**Directions for this task**
How many lines in the listing below contain the word "blue"? Case matters. Reply with only the number.

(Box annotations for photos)
[BEGIN]

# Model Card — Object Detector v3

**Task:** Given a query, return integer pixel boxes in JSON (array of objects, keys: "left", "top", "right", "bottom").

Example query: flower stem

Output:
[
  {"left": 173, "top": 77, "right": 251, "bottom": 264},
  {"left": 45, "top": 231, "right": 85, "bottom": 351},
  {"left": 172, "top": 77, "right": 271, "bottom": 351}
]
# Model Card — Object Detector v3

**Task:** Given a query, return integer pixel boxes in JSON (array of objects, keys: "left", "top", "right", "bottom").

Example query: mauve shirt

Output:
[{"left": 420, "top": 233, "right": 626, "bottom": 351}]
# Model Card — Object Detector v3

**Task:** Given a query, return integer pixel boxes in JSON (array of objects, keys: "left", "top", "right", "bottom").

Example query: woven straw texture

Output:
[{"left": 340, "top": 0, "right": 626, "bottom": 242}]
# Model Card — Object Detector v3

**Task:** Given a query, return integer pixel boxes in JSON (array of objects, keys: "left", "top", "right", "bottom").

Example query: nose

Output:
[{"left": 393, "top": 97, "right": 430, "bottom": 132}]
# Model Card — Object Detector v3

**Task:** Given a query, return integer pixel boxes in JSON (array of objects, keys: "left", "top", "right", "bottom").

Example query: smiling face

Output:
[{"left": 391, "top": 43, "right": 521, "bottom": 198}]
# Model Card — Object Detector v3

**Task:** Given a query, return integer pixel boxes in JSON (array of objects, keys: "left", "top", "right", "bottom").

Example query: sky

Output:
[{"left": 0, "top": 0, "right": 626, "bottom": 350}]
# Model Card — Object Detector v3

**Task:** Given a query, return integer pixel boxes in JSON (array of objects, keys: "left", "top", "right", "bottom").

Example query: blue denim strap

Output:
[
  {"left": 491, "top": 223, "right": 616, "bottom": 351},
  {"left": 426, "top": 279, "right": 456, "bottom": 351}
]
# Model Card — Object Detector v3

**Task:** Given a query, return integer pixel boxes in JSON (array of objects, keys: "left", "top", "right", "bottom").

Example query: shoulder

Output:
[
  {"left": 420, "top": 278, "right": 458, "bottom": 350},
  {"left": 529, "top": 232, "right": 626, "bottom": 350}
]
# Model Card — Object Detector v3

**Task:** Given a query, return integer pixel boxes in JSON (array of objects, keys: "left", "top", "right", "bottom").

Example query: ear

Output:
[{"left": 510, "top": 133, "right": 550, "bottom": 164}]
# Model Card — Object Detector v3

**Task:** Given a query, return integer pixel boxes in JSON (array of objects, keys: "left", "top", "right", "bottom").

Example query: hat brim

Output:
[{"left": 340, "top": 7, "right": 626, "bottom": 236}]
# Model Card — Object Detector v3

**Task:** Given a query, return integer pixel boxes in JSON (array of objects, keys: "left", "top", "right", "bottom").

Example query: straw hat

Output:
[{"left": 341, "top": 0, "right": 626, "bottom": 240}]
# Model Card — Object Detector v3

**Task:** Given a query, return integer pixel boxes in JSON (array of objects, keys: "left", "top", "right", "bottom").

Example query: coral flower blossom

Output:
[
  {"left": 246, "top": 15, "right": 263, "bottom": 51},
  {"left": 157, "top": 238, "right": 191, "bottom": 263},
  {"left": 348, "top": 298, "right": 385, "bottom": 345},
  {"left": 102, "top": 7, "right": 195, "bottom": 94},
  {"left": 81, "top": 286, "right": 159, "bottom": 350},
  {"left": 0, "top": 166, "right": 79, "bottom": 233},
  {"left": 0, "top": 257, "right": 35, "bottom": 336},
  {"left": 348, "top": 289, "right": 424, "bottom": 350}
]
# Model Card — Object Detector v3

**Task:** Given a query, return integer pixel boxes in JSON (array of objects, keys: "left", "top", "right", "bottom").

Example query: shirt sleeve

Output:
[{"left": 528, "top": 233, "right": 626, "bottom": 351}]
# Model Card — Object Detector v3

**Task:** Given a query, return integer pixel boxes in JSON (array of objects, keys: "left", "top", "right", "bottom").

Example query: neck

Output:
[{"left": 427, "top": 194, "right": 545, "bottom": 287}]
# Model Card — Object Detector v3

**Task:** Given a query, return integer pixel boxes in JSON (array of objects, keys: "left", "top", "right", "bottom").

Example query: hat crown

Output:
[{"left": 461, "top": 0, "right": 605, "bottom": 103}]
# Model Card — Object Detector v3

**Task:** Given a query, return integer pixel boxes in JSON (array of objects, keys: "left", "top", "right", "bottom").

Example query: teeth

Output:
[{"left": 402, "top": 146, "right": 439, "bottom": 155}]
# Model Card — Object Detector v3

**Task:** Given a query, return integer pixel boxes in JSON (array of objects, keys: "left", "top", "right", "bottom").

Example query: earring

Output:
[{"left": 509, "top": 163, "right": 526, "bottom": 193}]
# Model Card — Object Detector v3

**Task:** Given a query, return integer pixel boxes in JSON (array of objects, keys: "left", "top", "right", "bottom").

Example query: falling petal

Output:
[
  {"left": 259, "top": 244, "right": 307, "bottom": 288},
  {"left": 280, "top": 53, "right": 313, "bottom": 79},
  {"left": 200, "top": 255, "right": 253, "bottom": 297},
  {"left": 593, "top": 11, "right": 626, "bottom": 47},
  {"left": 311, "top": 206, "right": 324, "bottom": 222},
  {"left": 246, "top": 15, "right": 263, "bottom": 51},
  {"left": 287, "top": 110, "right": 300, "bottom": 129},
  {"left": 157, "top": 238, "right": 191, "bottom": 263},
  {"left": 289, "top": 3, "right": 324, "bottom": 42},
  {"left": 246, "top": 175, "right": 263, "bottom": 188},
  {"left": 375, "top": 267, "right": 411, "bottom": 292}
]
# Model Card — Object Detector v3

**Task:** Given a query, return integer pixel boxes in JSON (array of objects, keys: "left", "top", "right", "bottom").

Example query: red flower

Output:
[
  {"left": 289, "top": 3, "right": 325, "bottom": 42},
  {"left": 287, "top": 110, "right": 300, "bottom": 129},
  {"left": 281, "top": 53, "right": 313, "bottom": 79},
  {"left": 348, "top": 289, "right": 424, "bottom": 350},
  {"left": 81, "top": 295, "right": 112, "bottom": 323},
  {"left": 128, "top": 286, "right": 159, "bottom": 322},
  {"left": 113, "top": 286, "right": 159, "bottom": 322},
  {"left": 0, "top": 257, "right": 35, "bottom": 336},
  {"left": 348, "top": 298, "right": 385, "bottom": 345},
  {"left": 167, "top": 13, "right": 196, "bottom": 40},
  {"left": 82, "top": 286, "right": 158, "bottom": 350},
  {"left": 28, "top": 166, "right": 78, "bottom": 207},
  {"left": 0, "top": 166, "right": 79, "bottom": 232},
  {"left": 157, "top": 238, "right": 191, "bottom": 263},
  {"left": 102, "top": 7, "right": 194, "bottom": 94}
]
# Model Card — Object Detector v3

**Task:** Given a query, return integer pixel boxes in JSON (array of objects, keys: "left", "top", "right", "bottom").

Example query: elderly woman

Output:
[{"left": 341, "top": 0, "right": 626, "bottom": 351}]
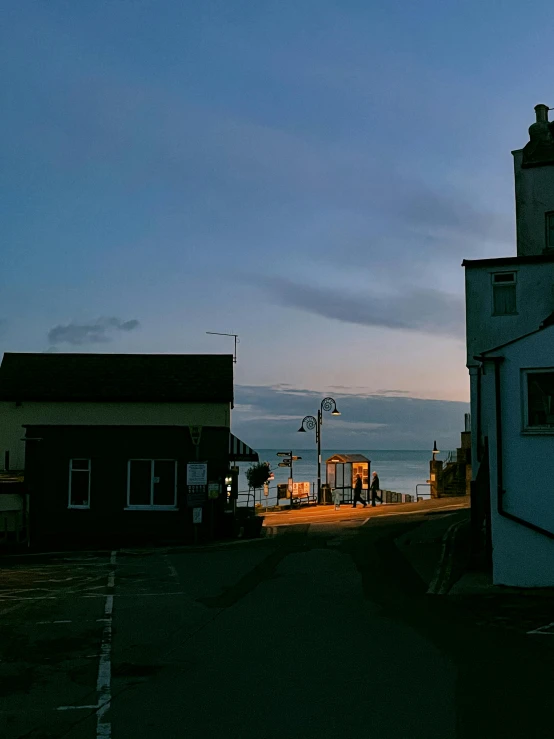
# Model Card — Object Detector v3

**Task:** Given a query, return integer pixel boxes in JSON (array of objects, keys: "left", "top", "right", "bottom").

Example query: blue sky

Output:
[{"left": 0, "top": 0, "right": 554, "bottom": 448}]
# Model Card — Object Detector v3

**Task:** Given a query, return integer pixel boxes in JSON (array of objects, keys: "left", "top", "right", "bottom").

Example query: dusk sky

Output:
[{"left": 0, "top": 0, "right": 554, "bottom": 449}]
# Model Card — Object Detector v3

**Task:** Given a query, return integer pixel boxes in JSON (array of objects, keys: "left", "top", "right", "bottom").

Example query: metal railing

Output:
[
  {"left": 237, "top": 482, "right": 317, "bottom": 508},
  {"left": 416, "top": 482, "right": 431, "bottom": 502}
]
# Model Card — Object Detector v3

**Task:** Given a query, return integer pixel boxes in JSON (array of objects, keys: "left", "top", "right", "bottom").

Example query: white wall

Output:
[
  {"left": 512, "top": 149, "right": 554, "bottom": 256},
  {"left": 466, "top": 262, "right": 554, "bottom": 368},
  {"left": 0, "top": 401, "right": 231, "bottom": 469},
  {"left": 482, "top": 327, "right": 554, "bottom": 587}
]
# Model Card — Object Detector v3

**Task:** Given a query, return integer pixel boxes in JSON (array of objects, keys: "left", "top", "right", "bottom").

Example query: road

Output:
[{"left": 0, "top": 509, "right": 554, "bottom": 739}]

[END]

**Solution below**
2